WHAT IS NEEDED. How many rows in the material below contain the string "line", with case counting? Reply with the number alone.

RAW DATA.
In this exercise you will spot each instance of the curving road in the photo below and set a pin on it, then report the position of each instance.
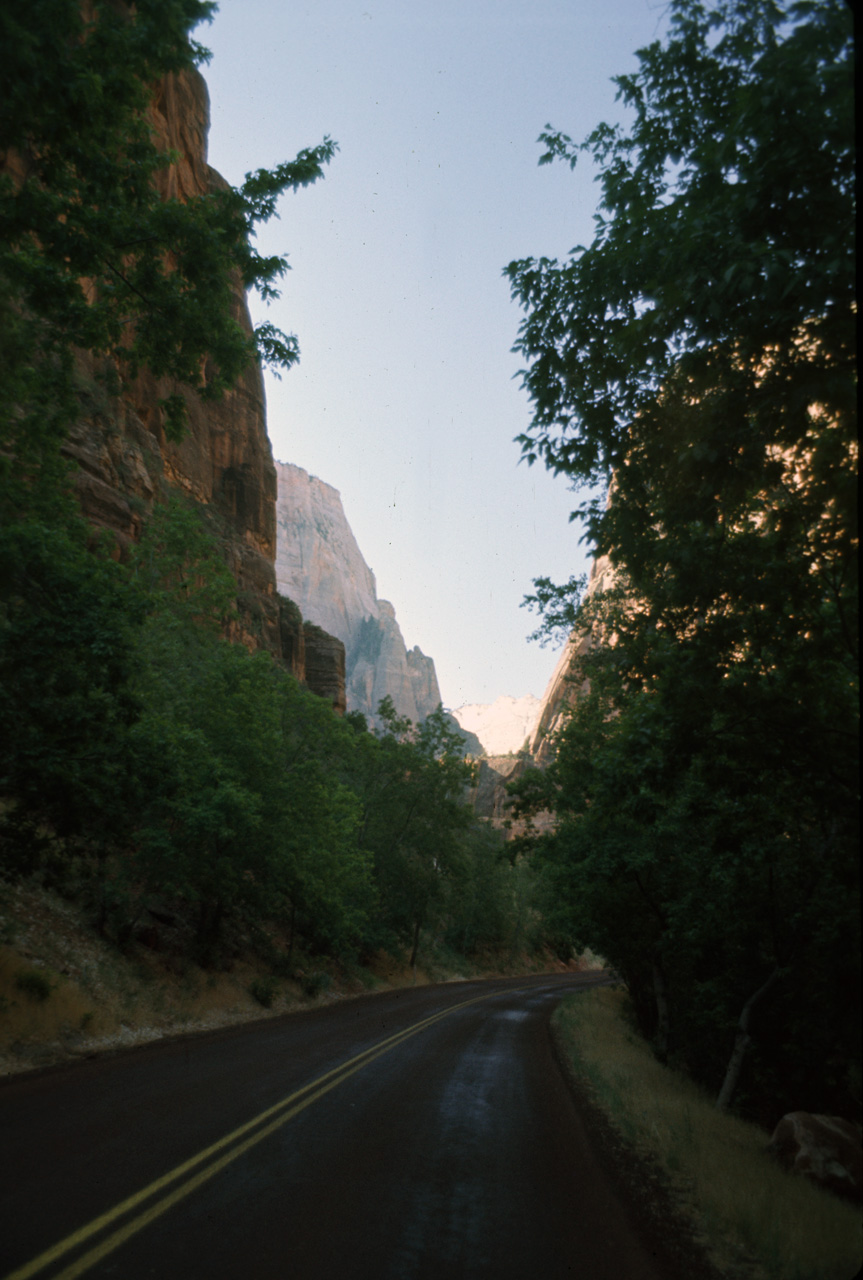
(424, 1133)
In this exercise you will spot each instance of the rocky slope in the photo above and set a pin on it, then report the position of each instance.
(224, 462)
(319, 565)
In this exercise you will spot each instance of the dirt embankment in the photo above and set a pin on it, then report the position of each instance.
(65, 992)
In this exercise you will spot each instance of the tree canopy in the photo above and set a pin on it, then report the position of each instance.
(699, 359)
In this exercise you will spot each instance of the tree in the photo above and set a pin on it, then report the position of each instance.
(699, 356)
(94, 256)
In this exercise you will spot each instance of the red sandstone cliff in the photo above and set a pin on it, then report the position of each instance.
(224, 461)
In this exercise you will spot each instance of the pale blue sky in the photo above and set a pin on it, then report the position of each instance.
(405, 397)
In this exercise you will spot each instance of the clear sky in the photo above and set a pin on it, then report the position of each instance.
(405, 398)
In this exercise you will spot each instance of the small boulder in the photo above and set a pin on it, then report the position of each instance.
(825, 1148)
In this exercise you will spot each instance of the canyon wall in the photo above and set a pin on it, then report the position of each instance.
(223, 464)
(319, 565)
(566, 684)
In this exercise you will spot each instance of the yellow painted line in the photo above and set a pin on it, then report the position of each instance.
(290, 1107)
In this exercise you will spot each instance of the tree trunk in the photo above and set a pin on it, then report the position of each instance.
(742, 1042)
(416, 947)
(293, 917)
(663, 1022)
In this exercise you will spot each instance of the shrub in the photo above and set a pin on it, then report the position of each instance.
(315, 983)
(264, 991)
(33, 983)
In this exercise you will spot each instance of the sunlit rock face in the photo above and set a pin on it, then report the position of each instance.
(319, 565)
(502, 726)
(224, 462)
(566, 682)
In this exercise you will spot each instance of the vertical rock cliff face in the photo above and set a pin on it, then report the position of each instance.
(224, 461)
(565, 684)
(319, 565)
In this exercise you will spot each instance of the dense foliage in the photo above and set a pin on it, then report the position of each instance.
(701, 356)
(147, 764)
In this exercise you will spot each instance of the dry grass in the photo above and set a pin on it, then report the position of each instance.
(753, 1217)
(100, 999)
(97, 997)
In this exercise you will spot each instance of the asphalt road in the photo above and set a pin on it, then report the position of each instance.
(424, 1133)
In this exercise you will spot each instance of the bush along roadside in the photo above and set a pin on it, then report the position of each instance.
(753, 1219)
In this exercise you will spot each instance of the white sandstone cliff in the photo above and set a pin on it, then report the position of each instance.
(320, 567)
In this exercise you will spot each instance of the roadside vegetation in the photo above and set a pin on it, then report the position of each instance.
(754, 1219)
(190, 798)
(693, 371)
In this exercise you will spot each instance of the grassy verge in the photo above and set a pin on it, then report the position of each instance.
(753, 1217)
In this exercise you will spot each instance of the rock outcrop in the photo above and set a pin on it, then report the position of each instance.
(566, 682)
(224, 461)
(319, 565)
(503, 726)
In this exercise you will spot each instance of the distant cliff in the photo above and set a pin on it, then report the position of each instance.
(565, 684)
(502, 726)
(319, 565)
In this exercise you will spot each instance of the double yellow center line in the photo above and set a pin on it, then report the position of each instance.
(164, 1193)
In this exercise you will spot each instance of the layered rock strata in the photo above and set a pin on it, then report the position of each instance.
(224, 461)
(319, 565)
(566, 682)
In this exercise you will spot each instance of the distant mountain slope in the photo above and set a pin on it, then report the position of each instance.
(503, 725)
(319, 566)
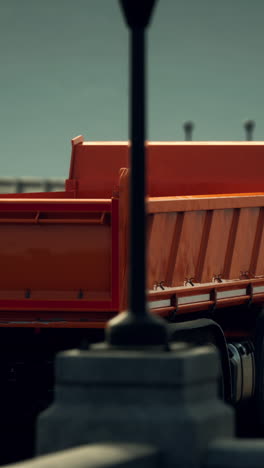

EXERCISE RESULT. 2